* Rows from a dataset
________

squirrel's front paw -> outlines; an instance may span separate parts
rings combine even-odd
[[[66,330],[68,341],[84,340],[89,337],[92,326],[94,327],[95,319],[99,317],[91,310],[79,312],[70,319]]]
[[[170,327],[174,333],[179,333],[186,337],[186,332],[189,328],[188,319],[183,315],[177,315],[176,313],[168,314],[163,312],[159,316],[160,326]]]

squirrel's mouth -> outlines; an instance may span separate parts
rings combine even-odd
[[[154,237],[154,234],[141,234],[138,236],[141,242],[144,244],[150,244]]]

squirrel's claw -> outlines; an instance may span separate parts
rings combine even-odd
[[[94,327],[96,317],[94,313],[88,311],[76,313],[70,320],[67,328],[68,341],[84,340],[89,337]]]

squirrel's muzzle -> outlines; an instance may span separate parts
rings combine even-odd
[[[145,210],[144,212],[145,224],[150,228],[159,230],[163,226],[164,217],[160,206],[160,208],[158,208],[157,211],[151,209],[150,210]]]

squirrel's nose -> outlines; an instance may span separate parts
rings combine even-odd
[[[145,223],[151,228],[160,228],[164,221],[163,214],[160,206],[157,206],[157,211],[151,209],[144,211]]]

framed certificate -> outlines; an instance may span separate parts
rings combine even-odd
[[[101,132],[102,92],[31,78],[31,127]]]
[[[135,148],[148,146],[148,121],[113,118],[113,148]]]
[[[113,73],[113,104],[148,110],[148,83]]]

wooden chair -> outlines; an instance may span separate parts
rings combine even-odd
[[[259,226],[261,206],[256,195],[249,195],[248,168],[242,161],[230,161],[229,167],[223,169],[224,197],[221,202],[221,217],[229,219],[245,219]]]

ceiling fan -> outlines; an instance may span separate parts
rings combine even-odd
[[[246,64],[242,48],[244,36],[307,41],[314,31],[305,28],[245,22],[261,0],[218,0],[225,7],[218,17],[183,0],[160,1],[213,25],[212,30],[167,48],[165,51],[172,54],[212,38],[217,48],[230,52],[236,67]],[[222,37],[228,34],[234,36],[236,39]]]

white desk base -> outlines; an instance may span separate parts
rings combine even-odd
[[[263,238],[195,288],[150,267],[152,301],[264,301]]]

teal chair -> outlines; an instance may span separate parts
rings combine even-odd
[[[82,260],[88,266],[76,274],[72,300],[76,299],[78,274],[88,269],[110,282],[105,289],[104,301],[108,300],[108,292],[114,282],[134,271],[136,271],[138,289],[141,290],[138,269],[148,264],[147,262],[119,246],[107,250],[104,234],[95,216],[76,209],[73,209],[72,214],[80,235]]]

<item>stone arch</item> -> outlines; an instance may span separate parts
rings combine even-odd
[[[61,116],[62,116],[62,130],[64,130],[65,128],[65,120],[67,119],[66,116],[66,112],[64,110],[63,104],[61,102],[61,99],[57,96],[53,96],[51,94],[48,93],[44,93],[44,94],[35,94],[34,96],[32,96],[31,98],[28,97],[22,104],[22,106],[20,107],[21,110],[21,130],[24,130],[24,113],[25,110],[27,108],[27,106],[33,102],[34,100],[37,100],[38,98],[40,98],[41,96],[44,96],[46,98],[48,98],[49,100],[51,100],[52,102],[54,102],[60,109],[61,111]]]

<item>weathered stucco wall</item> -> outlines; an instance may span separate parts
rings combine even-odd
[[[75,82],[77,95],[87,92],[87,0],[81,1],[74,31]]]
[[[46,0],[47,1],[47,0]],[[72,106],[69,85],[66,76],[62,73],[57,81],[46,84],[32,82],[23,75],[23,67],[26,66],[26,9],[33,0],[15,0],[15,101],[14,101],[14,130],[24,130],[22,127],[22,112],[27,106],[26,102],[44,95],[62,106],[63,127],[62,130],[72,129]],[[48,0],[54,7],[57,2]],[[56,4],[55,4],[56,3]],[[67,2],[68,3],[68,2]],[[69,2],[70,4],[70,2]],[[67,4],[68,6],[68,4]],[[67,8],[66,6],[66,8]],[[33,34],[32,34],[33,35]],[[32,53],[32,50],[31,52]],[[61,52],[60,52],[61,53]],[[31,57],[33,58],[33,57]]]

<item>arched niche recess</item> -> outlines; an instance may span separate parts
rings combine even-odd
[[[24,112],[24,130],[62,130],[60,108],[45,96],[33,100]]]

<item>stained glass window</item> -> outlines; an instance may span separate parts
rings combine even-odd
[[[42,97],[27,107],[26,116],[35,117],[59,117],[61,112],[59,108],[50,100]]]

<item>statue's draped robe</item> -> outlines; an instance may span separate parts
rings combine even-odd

________

* WORK TO DO
Please copy out all of the records above word for word, keeping each line as it stands.

* TASK RESULT
squirrel's front paw -> outlines; an instance may span separate parts
rings combine even-odd
[[[66,330],[68,341],[84,340],[89,337],[92,326],[94,327],[95,319],[99,317],[91,310],[79,312],[70,319]]]
[[[170,327],[174,333],[179,333],[186,337],[186,332],[189,328],[188,319],[183,315],[177,315],[176,313],[168,314],[163,312],[159,316],[160,326]]]

squirrel's mouth -> outlines; an instance may span separate parts
rings combine even-odd
[[[154,237],[154,234],[141,234],[138,236],[141,242],[144,244],[150,244]]]

squirrel's claw -> outlines; an instance may span separate parts
rings combine even-odd
[[[94,327],[96,317],[94,313],[88,311],[76,313],[70,320],[67,328],[68,341],[84,340],[89,337]]]

squirrel's muzzle -> outlines; an instance may span separate parts
rings combine even-odd
[[[145,210],[144,212],[145,224],[150,228],[159,230],[163,226],[164,217],[160,206],[160,208],[158,208],[157,211],[151,209],[150,210]]]

squirrel's nose -> outlines; an instance may span separate parts
rings combine even-odd
[[[145,223],[151,228],[160,228],[164,221],[163,214],[160,206],[157,206],[157,211],[151,209],[144,211]]]

framed certificate -> outlines; an instance may span separate parts
rings combine even-odd
[[[101,132],[102,92],[31,78],[31,127]]]
[[[135,148],[148,146],[148,121],[113,118],[113,148]]]
[[[113,73],[113,104],[148,110],[148,83]]]

wooden chair -> outlines; an instance may span separate parts
rings combine even-odd
[[[259,226],[261,206],[256,195],[249,195],[248,168],[242,161],[230,161],[229,167],[223,169],[224,197],[221,202],[221,217],[229,219],[245,219]]]

ceiling fan -> outlines; an instance may span separate parts
rings combine even-odd
[[[246,64],[242,48],[244,36],[307,41],[314,31],[305,28],[245,22],[261,0],[218,0],[225,7],[218,17],[183,0],[160,1],[213,25],[212,30],[167,48],[165,51],[172,54],[212,38],[217,48],[230,52],[236,67]],[[222,37],[228,34],[234,36],[236,39]]]

white desk base -> outlines; an instance may span separate parts
rings combine even-odd
[[[263,238],[195,288],[150,267],[152,301],[264,301]]]

teal chair -> outlines; an instance may span separate parts
rings combine even-odd
[[[82,260],[88,266],[76,274],[72,300],[76,299],[78,274],[88,269],[110,282],[105,289],[104,301],[108,300],[108,292],[114,282],[134,271],[136,271],[138,289],[141,290],[138,269],[148,264],[147,262],[119,246],[107,250],[104,234],[95,216],[76,209],[73,209],[72,214],[80,235]]]

<item>stone arch</item> -> outlines; an instance may span separate parts
rings combine even-odd
[[[61,116],[62,116],[62,130],[64,130],[65,128],[65,120],[67,119],[66,116],[66,112],[64,110],[63,104],[61,102],[61,99],[57,96],[53,96],[51,94],[48,93],[44,93],[44,94],[35,94],[34,96],[32,96],[31,98],[28,97],[22,104],[22,106],[20,107],[21,110],[21,130],[24,130],[24,113],[25,110],[27,108],[27,106],[33,102],[34,100],[37,100],[38,98],[40,98],[41,96],[44,96],[46,98],[48,98],[49,100],[51,100],[52,102],[54,102],[60,109],[61,111]]]

<item>weathered stucco wall</item> -> outlines; an instance may span separate parts
rings combine even-odd
[[[75,82],[77,95],[87,92],[87,0],[81,1],[74,31]]]
[[[46,0],[47,1],[47,0]],[[72,106],[69,85],[66,76],[62,73],[57,81],[46,84],[32,82],[23,75],[23,67],[26,66],[26,9],[33,0],[15,0],[15,101],[14,101],[14,130],[24,130],[22,127],[22,112],[27,106],[26,102],[44,95],[62,106],[63,127],[62,130],[72,129]],[[48,0],[54,7],[57,2]],[[56,4],[55,4],[56,3]],[[67,2],[68,3],[68,2]],[[69,2],[70,4],[70,2]],[[67,4],[68,6],[68,4]],[[67,8],[66,6],[66,8]],[[33,34],[32,34],[33,35]],[[32,53],[32,50],[31,52]],[[61,52],[60,52],[61,53]],[[31,57],[33,58],[33,57]]]

<item>arched niche recess</item> -> outlines; an instance may span separate parts
rings combine even-odd
[[[24,112],[24,130],[62,130],[60,108],[45,96],[33,100]]]

<item>stained glass window</item> -> outlines; an instance may span separate parts
rings combine even-odd
[[[42,97],[27,107],[26,116],[35,117],[59,117],[61,112],[59,108],[50,100]]]

<item>statue's draped robe</item> -> outlines; an instance may span separate parts
rings combine even-odd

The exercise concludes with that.